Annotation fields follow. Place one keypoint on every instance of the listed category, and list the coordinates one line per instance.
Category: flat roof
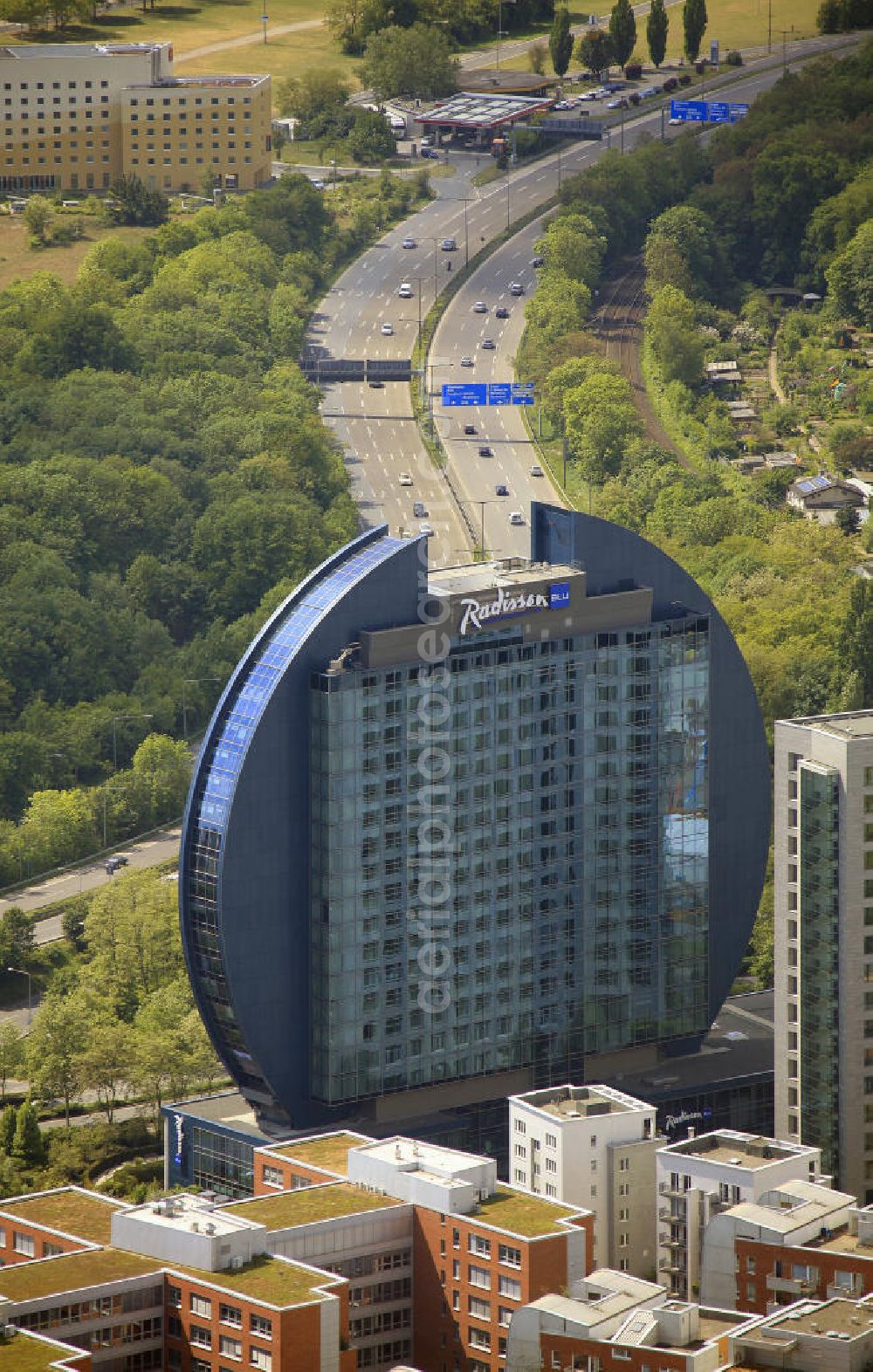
(328, 1151)
(853, 724)
(474, 578)
(29, 1352)
(529, 1216)
(741, 1150)
(839, 1314)
(482, 112)
(73, 1273)
(83, 1215)
(309, 1205)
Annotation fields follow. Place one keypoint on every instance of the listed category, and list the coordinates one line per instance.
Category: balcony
(793, 1286)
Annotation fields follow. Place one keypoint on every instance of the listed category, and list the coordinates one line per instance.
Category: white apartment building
(702, 1176)
(594, 1147)
(824, 940)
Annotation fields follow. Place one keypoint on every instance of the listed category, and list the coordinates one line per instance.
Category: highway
(375, 427)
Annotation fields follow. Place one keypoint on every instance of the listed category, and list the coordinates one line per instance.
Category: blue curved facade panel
(215, 832)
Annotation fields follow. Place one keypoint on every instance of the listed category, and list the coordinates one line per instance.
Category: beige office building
(824, 942)
(77, 115)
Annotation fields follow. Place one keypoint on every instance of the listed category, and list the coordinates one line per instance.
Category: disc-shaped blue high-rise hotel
(601, 820)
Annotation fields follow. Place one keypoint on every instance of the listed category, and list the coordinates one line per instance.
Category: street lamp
(21, 971)
(192, 681)
(114, 738)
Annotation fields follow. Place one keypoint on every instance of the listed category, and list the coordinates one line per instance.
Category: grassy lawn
(17, 259)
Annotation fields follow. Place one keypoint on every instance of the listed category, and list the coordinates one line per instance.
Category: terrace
(330, 1151)
(70, 1211)
(523, 1215)
(309, 1205)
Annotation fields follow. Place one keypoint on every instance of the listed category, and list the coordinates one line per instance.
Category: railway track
(618, 324)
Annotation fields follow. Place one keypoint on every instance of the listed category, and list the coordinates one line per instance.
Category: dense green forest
(165, 479)
(781, 199)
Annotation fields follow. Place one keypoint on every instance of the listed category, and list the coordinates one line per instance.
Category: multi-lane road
(376, 427)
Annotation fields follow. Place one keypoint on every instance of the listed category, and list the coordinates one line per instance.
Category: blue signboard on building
(460, 393)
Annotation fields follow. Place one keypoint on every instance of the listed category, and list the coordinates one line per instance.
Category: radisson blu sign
(479, 614)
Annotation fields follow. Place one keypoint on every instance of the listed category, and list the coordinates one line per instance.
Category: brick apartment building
(378, 1253)
(77, 115)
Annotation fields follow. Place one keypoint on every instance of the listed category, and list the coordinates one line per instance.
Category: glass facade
(218, 770)
(818, 895)
(574, 820)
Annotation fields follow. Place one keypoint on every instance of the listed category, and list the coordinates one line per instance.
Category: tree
(560, 41)
(38, 217)
(106, 1062)
(28, 1147)
(656, 28)
(673, 336)
(414, 62)
(371, 139)
(595, 51)
(693, 22)
(623, 31)
(319, 99)
(849, 520)
(11, 1054)
(132, 202)
(17, 937)
(55, 1041)
(7, 1129)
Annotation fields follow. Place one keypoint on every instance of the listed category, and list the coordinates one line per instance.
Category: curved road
(376, 427)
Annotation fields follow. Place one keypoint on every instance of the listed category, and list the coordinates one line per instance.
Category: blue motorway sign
(718, 112)
(491, 393)
(462, 393)
(691, 112)
(700, 112)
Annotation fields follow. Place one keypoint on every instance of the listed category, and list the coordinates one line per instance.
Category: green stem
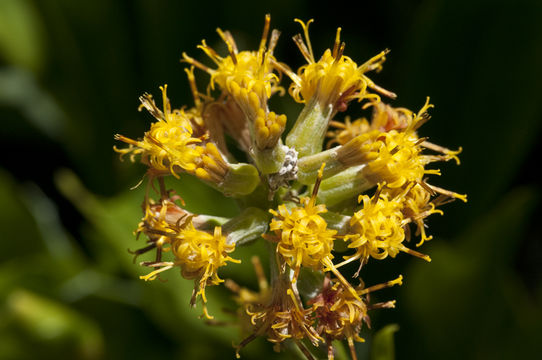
(307, 135)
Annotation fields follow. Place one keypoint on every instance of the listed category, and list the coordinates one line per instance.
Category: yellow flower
(302, 234)
(335, 79)
(282, 318)
(250, 78)
(340, 315)
(169, 145)
(377, 230)
(199, 254)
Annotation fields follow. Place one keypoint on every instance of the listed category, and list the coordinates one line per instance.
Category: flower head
(292, 194)
(335, 79)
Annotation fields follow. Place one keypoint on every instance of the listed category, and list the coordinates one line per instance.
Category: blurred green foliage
(70, 76)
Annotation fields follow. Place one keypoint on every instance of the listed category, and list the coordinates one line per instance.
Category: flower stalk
(359, 199)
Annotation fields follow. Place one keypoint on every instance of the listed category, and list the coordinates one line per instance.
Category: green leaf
(47, 321)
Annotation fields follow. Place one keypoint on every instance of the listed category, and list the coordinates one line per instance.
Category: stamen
(307, 39)
(398, 281)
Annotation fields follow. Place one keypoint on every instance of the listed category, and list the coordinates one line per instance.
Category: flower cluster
(361, 197)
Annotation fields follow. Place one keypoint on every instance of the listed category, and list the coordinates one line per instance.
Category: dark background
(70, 76)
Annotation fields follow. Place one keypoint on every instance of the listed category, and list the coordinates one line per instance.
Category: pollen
(335, 79)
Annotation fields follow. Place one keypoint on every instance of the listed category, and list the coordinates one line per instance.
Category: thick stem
(307, 135)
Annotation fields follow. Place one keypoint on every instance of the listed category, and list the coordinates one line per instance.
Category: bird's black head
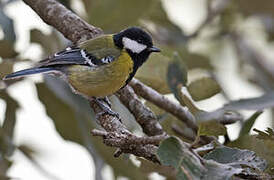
(137, 42)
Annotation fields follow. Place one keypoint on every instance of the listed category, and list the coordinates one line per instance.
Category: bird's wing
(94, 52)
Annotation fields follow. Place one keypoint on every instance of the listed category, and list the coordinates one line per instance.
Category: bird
(98, 67)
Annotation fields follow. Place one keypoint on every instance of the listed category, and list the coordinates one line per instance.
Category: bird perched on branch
(98, 67)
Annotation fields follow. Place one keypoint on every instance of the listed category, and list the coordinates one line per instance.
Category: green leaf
(62, 114)
(251, 7)
(258, 103)
(153, 73)
(263, 148)
(170, 152)
(218, 171)
(174, 153)
(249, 123)
(162, 29)
(49, 42)
(211, 128)
(267, 135)
(176, 74)
(237, 158)
(203, 88)
(75, 121)
(123, 13)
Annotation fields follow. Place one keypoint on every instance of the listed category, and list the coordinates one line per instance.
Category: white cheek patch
(134, 46)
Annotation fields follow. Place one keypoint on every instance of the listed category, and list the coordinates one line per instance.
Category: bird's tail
(30, 71)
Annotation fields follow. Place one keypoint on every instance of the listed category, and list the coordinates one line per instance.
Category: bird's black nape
(133, 33)
(140, 36)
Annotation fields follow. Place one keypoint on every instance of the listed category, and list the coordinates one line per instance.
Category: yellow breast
(102, 80)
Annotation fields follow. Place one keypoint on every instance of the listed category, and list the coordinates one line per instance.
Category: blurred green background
(220, 50)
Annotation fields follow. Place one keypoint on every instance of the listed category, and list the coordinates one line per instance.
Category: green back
(101, 47)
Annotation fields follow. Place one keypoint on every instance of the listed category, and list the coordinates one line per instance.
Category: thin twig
(65, 21)
(161, 101)
(144, 116)
(77, 30)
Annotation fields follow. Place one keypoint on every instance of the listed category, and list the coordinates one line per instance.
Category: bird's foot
(106, 108)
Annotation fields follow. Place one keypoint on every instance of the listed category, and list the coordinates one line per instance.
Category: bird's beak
(154, 49)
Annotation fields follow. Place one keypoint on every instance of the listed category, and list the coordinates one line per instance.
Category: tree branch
(161, 101)
(143, 115)
(116, 132)
(69, 24)
(77, 30)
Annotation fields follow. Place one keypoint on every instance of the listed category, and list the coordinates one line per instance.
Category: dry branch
(76, 30)
(161, 101)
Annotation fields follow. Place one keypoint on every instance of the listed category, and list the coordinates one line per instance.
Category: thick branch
(161, 101)
(143, 115)
(114, 129)
(77, 30)
(65, 21)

^^^^^^^^^^^^^^^^

» WORK INSTRUCTIONS: Please pull together every line in the rows above that contains the word "branch", and copy each one out in full.

» THE SOLUTION:
Category: bird perched on branch
Category: tree branch
Category: dry branch
Category: thick branch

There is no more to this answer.